# [About this task]
Where the word "bicycle" occurs in a line of the data, return the whole line.

[Exercise input Boundary: Start]

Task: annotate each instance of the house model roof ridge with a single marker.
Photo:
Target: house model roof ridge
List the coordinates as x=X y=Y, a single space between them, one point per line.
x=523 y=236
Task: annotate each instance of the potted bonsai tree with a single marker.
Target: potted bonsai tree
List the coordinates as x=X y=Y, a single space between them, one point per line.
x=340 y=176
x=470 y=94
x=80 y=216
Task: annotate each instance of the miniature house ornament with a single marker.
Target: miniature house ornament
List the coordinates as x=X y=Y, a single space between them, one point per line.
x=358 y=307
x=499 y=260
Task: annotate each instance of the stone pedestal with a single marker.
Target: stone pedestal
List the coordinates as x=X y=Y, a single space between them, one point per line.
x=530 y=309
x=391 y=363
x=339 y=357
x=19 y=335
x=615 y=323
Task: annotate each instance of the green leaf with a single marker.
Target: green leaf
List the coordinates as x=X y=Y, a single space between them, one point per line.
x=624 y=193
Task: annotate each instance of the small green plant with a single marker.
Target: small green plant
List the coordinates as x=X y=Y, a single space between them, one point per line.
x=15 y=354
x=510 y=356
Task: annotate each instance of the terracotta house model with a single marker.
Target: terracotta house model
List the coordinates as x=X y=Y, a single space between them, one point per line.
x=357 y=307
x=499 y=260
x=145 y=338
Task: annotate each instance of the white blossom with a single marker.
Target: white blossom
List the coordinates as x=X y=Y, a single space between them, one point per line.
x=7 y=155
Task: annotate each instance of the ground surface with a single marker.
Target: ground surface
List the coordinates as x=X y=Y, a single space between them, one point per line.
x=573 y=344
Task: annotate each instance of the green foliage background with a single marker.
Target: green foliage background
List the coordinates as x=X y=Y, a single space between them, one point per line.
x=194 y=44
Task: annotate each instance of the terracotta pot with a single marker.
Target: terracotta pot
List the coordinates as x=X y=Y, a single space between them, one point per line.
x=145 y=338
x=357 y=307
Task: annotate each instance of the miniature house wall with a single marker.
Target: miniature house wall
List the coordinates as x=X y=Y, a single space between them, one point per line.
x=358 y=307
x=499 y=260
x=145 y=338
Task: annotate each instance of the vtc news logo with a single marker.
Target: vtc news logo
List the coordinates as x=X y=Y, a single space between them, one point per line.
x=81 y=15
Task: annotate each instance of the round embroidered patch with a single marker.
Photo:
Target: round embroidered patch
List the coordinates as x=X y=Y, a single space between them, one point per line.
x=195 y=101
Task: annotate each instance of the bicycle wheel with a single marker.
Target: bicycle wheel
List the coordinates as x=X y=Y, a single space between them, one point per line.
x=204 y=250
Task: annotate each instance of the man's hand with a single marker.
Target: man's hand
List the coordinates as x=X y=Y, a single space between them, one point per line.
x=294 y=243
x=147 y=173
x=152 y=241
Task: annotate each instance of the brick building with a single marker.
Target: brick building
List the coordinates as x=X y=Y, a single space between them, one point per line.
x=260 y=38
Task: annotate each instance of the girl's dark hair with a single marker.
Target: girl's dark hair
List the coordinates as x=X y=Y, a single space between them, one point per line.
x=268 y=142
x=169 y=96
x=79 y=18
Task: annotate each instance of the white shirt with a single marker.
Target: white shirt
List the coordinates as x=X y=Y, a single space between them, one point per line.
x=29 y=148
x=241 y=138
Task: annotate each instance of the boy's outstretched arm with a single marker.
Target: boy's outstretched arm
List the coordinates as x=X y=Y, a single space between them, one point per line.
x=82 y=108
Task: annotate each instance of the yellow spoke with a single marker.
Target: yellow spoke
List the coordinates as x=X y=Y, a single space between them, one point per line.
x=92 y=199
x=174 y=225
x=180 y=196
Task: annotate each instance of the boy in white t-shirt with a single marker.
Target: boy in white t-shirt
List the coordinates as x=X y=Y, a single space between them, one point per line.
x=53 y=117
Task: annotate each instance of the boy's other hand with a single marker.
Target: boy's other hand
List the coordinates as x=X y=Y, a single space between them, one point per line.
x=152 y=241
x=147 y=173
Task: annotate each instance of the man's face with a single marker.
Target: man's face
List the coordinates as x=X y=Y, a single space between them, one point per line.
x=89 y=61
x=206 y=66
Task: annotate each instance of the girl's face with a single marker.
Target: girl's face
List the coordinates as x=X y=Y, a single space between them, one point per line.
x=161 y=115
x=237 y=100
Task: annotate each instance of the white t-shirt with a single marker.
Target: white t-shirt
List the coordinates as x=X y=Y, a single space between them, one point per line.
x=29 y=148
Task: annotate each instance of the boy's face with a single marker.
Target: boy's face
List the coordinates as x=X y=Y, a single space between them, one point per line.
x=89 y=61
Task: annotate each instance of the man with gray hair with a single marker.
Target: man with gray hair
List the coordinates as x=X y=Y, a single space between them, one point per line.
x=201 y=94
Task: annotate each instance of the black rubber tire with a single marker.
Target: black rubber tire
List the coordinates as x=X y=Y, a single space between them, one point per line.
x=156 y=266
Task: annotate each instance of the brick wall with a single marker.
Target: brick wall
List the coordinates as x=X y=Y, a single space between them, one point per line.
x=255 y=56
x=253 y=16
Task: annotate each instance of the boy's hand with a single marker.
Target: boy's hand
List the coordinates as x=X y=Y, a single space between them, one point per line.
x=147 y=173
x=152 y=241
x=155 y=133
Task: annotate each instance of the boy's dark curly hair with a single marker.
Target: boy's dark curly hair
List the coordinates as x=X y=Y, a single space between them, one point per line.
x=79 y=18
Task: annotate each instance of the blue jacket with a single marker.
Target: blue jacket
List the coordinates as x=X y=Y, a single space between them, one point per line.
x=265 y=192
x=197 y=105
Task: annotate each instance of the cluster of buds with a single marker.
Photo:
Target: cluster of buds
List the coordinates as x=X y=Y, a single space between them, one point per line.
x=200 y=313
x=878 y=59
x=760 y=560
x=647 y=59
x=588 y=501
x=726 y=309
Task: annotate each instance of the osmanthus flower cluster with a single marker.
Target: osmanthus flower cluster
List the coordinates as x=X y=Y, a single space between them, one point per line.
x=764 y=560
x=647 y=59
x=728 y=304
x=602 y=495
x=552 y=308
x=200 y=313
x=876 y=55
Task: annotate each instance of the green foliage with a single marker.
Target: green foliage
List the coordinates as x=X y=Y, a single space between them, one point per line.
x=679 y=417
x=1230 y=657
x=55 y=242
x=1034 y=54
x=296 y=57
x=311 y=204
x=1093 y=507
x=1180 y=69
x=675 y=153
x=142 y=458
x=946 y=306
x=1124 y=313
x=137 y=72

[Exercise input Boundary: End]

# [Solution to this problem]
Task: annotate each instance of the bicycle wheel with a single marker.
Target: bicycle wheel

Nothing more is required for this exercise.